[Start of section]

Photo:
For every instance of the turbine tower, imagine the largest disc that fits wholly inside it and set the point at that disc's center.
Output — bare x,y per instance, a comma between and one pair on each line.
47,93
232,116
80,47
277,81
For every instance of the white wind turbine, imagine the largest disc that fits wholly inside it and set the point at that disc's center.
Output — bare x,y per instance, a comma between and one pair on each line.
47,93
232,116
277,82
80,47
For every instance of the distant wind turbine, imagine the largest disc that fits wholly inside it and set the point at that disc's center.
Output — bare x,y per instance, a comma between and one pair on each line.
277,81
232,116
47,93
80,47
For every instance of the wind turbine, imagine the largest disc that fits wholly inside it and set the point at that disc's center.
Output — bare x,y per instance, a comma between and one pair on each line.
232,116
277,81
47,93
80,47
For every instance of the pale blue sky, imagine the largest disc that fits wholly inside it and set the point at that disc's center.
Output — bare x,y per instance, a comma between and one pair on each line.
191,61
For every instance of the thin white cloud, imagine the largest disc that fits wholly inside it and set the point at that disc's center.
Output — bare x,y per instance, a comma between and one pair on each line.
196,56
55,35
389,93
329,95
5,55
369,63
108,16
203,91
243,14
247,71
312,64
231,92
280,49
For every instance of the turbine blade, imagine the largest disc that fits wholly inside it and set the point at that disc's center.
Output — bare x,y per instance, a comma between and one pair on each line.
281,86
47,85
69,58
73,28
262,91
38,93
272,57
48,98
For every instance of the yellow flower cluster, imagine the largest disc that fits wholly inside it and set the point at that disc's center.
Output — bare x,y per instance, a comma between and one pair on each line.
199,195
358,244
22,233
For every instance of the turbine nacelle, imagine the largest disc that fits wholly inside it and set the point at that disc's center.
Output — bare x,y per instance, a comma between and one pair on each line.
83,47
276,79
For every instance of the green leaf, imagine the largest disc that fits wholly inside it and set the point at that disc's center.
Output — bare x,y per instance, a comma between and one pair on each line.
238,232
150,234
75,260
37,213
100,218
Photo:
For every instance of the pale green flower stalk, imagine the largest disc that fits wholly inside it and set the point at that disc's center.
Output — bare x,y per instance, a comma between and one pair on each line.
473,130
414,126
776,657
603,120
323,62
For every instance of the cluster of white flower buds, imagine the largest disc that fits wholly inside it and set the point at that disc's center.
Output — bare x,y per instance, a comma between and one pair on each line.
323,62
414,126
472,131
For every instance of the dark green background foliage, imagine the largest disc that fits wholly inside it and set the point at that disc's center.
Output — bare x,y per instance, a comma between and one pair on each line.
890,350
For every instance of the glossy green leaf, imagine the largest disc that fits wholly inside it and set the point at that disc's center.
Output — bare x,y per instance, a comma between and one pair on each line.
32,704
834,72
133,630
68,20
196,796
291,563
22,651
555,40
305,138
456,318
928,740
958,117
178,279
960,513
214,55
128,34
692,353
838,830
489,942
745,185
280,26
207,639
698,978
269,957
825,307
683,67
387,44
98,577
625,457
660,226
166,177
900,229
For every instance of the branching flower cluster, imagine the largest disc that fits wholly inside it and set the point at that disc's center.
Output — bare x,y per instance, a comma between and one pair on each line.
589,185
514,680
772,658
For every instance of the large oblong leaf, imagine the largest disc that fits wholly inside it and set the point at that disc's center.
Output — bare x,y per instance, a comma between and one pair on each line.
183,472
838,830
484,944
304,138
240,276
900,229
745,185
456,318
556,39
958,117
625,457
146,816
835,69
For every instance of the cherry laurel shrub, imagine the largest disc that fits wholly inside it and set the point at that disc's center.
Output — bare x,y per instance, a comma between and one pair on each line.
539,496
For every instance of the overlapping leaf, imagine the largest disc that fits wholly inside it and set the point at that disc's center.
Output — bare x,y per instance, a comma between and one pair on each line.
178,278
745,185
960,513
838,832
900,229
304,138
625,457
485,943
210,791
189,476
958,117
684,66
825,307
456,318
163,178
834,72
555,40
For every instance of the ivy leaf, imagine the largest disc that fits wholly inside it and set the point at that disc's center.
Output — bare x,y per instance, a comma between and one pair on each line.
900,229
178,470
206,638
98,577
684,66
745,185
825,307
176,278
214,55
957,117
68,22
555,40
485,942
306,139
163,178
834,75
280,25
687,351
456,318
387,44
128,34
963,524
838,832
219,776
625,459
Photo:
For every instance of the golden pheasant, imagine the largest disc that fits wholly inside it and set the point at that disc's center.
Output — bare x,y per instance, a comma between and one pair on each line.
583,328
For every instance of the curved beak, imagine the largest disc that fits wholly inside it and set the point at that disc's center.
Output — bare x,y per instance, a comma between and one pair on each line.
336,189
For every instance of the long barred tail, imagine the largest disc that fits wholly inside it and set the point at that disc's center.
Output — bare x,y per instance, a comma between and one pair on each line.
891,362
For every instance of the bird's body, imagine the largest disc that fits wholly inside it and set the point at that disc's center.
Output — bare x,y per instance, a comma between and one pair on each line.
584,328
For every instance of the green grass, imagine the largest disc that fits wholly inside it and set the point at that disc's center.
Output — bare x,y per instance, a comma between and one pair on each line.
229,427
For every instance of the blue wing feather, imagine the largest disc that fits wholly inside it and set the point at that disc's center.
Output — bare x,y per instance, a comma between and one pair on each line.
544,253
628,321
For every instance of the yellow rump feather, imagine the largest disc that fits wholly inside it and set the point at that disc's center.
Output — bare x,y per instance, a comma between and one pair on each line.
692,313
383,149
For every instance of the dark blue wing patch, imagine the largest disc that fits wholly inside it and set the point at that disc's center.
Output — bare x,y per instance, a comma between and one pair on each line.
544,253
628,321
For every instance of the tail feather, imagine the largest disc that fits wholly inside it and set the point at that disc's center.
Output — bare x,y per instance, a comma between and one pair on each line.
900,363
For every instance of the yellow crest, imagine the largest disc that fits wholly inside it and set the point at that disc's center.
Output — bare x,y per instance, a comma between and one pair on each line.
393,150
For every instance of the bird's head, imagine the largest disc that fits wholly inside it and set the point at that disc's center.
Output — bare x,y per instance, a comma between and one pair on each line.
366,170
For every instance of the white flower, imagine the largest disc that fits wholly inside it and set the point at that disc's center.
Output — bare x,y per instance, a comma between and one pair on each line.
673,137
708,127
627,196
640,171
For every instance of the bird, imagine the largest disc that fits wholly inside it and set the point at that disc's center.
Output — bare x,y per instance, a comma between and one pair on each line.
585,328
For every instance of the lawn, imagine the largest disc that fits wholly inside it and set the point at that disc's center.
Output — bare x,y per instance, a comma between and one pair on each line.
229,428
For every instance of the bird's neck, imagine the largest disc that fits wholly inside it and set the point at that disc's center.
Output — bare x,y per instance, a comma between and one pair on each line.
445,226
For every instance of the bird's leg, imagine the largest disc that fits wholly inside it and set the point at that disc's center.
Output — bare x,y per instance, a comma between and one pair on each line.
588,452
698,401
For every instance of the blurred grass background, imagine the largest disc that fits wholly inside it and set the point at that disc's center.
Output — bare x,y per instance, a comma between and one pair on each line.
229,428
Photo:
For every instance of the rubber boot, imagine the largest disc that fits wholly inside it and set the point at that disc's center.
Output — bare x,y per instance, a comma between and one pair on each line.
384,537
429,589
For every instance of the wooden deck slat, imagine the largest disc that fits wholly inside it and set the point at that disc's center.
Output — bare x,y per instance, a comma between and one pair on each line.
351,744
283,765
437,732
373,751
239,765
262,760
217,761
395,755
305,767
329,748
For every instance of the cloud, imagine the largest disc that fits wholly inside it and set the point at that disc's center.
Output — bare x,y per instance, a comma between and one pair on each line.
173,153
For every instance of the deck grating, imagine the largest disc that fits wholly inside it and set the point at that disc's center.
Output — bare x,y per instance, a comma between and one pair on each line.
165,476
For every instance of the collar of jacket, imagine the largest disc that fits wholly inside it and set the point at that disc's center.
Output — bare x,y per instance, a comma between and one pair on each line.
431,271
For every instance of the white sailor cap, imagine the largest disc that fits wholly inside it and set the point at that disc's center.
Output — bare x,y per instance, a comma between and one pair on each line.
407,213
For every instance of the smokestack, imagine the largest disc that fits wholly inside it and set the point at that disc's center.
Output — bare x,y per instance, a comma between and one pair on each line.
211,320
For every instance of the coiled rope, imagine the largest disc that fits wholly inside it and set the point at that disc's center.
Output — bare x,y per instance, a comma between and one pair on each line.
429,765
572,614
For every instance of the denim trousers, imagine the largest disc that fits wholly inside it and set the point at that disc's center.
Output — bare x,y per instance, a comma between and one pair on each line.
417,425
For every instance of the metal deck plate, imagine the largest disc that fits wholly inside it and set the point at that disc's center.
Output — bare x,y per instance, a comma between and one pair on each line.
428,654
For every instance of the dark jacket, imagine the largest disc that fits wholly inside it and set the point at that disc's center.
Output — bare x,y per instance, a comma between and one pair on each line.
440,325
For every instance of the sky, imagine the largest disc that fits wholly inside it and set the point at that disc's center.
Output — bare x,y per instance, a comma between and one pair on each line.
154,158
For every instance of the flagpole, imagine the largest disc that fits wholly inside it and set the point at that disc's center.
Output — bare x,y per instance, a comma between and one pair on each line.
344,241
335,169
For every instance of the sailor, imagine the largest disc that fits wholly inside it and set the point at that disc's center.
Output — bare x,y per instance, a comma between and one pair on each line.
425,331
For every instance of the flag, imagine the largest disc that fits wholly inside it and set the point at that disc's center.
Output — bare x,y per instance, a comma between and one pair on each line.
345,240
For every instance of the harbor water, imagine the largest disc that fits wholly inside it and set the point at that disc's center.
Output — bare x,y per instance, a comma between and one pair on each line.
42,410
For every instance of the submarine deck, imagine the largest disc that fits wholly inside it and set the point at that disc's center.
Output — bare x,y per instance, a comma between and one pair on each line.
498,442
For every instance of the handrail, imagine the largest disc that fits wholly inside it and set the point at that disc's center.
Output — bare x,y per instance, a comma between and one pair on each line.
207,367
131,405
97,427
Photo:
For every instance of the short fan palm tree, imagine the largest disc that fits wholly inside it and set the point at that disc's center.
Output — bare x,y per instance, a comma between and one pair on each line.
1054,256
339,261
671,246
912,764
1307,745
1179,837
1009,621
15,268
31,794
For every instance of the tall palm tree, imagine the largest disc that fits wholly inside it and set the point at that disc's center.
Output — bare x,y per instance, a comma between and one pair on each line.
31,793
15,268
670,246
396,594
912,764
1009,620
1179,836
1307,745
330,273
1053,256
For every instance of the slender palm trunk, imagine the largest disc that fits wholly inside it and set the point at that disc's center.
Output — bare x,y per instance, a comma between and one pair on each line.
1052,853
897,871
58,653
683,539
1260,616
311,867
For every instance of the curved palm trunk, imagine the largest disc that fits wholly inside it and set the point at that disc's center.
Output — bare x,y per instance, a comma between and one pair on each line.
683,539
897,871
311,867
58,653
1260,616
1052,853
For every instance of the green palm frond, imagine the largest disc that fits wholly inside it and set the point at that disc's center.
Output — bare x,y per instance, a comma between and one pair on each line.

[End of section]

EXERCISE DETAILS
Please copy each line of the material that has the string "wing" somewhere in it.

ANSWER SECTION
For every instance of the blue wing feather, imagine the largest disc that fits wholly inside it and set the point at that disc's center.
For every instance of the dark blue wing patch, imagine the largest disc that fits wholly inside it and set the point at that disc's center.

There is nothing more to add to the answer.